Stored data:
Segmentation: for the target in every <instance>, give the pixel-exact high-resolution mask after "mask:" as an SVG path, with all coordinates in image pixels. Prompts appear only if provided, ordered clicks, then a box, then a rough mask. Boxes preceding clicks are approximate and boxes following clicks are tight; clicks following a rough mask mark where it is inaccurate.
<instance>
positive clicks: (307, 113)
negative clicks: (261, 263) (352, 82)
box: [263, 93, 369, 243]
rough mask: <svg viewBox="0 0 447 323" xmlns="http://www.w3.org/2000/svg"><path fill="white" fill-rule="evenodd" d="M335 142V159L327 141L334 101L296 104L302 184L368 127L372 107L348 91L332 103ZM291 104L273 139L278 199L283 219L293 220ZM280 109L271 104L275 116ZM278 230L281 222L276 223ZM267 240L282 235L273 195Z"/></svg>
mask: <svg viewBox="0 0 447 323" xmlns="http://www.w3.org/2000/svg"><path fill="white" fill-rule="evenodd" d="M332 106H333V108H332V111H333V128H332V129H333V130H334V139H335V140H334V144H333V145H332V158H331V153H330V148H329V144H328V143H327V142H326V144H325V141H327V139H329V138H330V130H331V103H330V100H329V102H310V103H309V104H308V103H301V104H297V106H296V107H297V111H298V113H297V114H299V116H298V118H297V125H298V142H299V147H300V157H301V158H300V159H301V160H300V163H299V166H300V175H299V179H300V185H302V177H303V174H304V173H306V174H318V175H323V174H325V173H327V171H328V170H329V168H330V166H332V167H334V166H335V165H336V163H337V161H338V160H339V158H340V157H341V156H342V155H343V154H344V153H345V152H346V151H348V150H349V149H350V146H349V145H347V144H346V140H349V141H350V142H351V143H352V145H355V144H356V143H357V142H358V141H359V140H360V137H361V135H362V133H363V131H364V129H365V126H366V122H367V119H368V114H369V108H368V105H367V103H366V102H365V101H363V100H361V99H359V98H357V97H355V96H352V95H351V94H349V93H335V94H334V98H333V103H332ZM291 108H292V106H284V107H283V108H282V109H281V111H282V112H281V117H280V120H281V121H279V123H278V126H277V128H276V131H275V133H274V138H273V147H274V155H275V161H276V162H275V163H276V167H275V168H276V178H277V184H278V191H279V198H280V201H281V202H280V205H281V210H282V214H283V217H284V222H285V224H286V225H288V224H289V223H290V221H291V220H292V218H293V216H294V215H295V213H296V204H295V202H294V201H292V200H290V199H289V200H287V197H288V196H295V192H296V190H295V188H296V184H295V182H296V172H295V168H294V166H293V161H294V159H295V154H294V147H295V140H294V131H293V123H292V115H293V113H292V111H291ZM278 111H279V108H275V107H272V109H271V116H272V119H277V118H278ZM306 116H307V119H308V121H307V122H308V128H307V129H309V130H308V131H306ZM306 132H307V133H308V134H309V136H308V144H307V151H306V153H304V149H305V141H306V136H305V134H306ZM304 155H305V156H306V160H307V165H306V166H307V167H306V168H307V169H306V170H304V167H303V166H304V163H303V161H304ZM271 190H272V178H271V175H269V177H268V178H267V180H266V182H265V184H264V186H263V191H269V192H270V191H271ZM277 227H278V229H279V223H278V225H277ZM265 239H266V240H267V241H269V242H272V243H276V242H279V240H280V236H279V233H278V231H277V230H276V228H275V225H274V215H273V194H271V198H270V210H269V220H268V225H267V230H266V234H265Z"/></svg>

- _INSTRUCTIONS FOR THE TASK_: The answer is every entry, repeated word for word.

- _RESULT_:
Segmentation: for the target in every <instance>, give the pixel-exact high-resolution mask after "mask:" as an SVG path, with all coordinates in image pixels. Prompts appear only if provided, ordered clicks, then a box, then a rough mask. Boxes preceding clicks are approximate and boxes following clicks are tight; clicks following a rough mask mark where it is inaccurate.
<instance>
positive clicks: (307, 113)
negative clicks: (261, 263) (352, 82)
box: [263, 93, 369, 243]
rough mask: <svg viewBox="0 0 447 323" xmlns="http://www.w3.org/2000/svg"><path fill="white" fill-rule="evenodd" d="M335 142V159L327 141L334 101L296 104L302 184L368 127L372 107L348 91L332 103ZM291 104L273 139L278 199L283 219L293 220ZM280 109L271 104L275 116ZM278 230L281 222L276 223ZM267 240L282 235L273 195Z"/></svg>
mask: <svg viewBox="0 0 447 323" xmlns="http://www.w3.org/2000/svg"><path fill="white" fill-rule="evenodd" d="M332 106H333V108H332V111H333V128H332V129H333V130H334V139H335V140H334V144H333V145H332V158H331V153H330V148H329V144H328V143H327V142H326V144H325V141H327V139H329V138H330V130H331V103H330V100H329V102H310V103H309V104H308V103H301V104H297V106H296V107H297V111H298V113H297V114H299V116H298V118H297V125H298V142H299V147H300V157H301V158H300V159H301V160H300V163H299V166H300V175H299V179H300V185H302V177H303V174H304V173H306V174H318V175H323V174H325V173H327V171H328V170H329V168H330V166H332V167H334V166H335V165H336V163H337V161H338V160H339V158H340V157H341V156H342V155H343V154H344V153H345V152H346V151H348V150H349V149H350V146H349V145H347V144H346V140H349V141H350V142H351V143H352V145H355V144H356V143H357V142H358V141H359V140H360V137H361V135H362V133H363V131H364V129H365V126H366V122H367V119H368V114H369V108H368V105H367V103H366V102H365V101H363V100H361V99H359V98H357V97H355V96H352V95H351V94H349V93H335V94H334V98H333V103H332ZM291 108H292V106H284V107H283V108H282V109H281V111H282V112H281V117H280V120H281V121H279V123H278V126H277V128H276V131H275V133H274V138H273V147H274V155H275V161H276V162H275V163H276V167H275V168H276V178H277V184H278V191H279V198H280V201H281V202H280V205H281V210H282V214H283V217H284V222H285V224H286V225H288V224H289V223H290V221H291V220H292V218H293V216H294V215H295V213H296V204H295V202H294V201H292V200H290V199H289V200H287V197H288V196H295V192H296V190H295V188H296V184H295V182H296V172H295V168H294V166H293V161H294V159H295V154H294V147H295V140H294V131H293V123H292V115H293V113H292V111H291ZM278 111H279V108H275V107H272V109H271V116H272V119H277V118H278ZM306 116H307V119H308V121H307V122H308V128H307V129H309V130H308V131H306ZM306 132H307V133H308V134H309V136H308V144H307V151H306V153H304V149H305V141H306V136H305V134H306ZM304 155H305V156H306V160H307V165H306V166H307V167H306V168H307V169H306V170H304V167H303V166H304V163H303V161H304ZM271 190H272V178H271V175H269V177H268V178H267V180H266V182H265V184H264V186H263V191H269V192H270V191H271ZM277 227H278V229H279V223H278V225H277ZM265 239H266V240H267V241H269V242H272V243H276V242H279V240H280V236H279V233H278V231H277V230H276V228H275V225H274V215H273V194H271V198H270V210H269V220H268V225H267V230H266V234H265Z"/></svg>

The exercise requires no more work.